Task: Exact duplicates of all the records are needed.

Source data
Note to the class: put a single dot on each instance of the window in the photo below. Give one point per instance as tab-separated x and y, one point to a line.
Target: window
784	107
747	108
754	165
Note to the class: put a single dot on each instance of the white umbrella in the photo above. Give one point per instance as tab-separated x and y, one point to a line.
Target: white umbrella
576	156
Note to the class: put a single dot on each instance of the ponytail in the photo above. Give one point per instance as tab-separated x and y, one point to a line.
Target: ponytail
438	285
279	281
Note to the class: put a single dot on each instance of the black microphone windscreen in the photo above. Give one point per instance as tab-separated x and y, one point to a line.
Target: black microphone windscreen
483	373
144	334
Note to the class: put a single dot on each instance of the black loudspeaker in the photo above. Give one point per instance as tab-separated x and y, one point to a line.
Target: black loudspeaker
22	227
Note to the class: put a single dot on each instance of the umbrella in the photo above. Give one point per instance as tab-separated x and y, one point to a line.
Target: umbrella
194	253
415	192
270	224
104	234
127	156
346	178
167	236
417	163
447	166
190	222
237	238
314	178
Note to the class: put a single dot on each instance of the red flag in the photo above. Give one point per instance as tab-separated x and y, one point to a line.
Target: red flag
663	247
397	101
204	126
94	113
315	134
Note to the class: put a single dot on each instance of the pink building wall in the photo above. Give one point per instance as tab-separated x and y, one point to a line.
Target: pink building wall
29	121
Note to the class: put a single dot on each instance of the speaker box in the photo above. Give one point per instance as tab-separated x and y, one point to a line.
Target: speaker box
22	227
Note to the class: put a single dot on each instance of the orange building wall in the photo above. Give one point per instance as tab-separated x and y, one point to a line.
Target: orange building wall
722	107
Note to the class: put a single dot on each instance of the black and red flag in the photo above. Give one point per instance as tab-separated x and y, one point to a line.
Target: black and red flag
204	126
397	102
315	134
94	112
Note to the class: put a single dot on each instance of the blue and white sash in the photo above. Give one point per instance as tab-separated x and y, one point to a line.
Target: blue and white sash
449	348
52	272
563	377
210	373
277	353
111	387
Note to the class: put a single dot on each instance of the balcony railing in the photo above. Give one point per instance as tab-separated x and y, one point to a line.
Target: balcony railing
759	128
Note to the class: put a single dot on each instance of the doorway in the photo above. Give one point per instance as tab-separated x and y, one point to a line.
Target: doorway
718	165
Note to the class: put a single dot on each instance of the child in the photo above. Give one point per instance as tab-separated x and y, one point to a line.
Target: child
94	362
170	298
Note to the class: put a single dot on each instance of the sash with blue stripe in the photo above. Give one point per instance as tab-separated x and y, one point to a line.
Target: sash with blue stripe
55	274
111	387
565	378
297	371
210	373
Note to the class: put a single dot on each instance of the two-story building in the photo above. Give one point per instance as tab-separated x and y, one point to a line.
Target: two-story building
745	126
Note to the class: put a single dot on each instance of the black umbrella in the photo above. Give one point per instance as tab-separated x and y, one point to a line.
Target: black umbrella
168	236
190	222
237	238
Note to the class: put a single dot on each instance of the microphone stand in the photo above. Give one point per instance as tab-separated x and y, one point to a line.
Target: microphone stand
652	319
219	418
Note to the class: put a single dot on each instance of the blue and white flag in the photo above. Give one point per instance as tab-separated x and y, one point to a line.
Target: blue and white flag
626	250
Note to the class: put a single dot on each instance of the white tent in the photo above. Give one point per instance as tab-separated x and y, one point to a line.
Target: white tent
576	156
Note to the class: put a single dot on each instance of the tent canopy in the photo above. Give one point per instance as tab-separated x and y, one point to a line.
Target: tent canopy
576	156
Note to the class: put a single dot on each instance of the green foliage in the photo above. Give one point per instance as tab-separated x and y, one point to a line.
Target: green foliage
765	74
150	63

Output below:
Note to the class: put a single dot on each instance of the window in the photo below. Give one point per instance as tab-separated x and y, one point to a line.
Target: window
784	107
747	108
754	165
Note to the class: put a single dot on each instance of the white umbrella in the photo above. Give one point per instance as tab-separated x and y, one point to a line.
Target: white umbrella
576	156
Note to the class: put a single dot on each instance of the ponytail in the photo above. Give one point per instance as tab-separated x and y, one point to a line.
Target: ponytail
438	285
279	281
Note to the class: put a single dot on each instance of the black microphone windscreen in the photo above. Give one point per instance as tab-separated x and y, one point to a line.
Target: black microphone windscreen
483	373
144	334
Note to the class: put a single dot on each instance of the black loudspeaker in the photo above. Give one point per instance as tab-separated x and y, one point to a line.
Target: black loudspeaker
22	227
Note to the class: put a single dot on each instance of the umbrella in the photo above. Give one point per instance as tab-separated x and y, one point to a line.
Target: umbrella
194	253
415	192
270	224
104	234
127	156
346	178
167	236
417	163
447	166
190	222
237	238
314	178
Note to the class: put a single dot on each instance of the red flag in the photo above. Give one point per instance as tab-separated x and y, one point to a line.
Target: red flag
663	247
397	101
204	126
94	113
315	134
Note to the class: put a single dot on each instance of the pink building wall in the photo above. Give one point per instance as tab-separated x and y, one point to a line.
Target: pink building wall
29	121
Note to the class: put a single dot on each instance of the speaker box in the photo above. Give one point per instance as tab-separated x and y, one point to a line.
Target: speaker box
22	227
Note to the class: put a single dot on each instance of the orange building wall in the photo above. Give one point per instance as tab-separated x and y, one point to a line.
Target: orange building wall
722	107
Note to the class: put a single dot on each instance of the black and red flag in the photo above. Give one point per instance as tab-separated x and y, one point to a line.
Target: black and red flag
204	126
397	102
315	134
94	112
Note to the class: put a single dot on each instance of the blue and white sash in the photo above. Give one point per instance as tab-separated x and y, one point to a line.
Target: blue and white sash
449	348
52	272
563	377
210	373
277	353
111	387
Note to the class: put a single dot on each instance of the balcony railing in the photo above. Give one point per instance as tab-separated x and y, one point to a line.
Target: balcony railing
759	128
Note to the class: put a single dot on each instance of the doorway in the photo above. Give one point per instance as tab-separated x and y, one point to a line.
Target: doorway
718	165
Note to the class: put a single dot on each instance of the child in the photo above. Give one point per instance as tab-separated x and y, one point to a line.
Target: child
94	362
170	298
Note to the class: put a single dot on each instance of the sash with blue stripe in the photo above. Give one point per instance as tab-separated x and y, one point to a line.
Target: sash with blue stripe
55	274
111	387
565	378
297	371
210	373
Note to the class: put a single dot on each instance of the two-story building in the photo above. Give one point per instance as tab-separated x and y, one point to a line.
Target: two-story building
745	126
Note to the class: put a single dot on each instance of the black umbrella in the photo above. Give one point per instance as tab-separated x and y, one point to a line.
Target: black umbrella
168	236
190	222
237	238
Note to the class: put a single dot on each instance of the microphone stand in the photo above. Give one point per instance as tab-separated x and y, one point to a line.
Target: microphone stand
652	319
219	418
Note to the class: put a single dot on each instance of the blue and white flag in the photo above. Give one point per instance as tab-separated x and y, one point to a line.
Target: blue and white flag
626	250
Note to the class: put a single dot on each instance of the white tent in the photo above. Give one point per instance as tab-separated x and y, one point to a line.
Target: white tent
576	156
Note to the class: put a single dot on each instance of the tent canopy in the photo above. Give one point per instance as tab-separated x and y, one point to a line.
Target: tent canopy
576	156
Note to the class: put a single dot on each instance of the green foliage in the photo above. Give one point per instance as tab-separated x and y, one point to a line.
Target: green foliage
765	74
150	63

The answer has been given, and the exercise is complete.